■ WHAT IS NEEDED:
When you reach the entries, transcribe each one exactly.

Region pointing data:
▼

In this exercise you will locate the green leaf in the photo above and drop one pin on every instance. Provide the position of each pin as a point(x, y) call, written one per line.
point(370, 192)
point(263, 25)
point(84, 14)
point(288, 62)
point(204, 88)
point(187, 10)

▲

■ RESPONSE TO THIS EXERCISE:
In this exercise you will locate the green leaf in the photo above and drop one pin on every instance. Provide the position of each pin as a point(x, y) call, written one per line.
point(370, 192)
point(263, 25)
point(84, 14)
point(288, 62)
point(204, 88)
point(187, 10)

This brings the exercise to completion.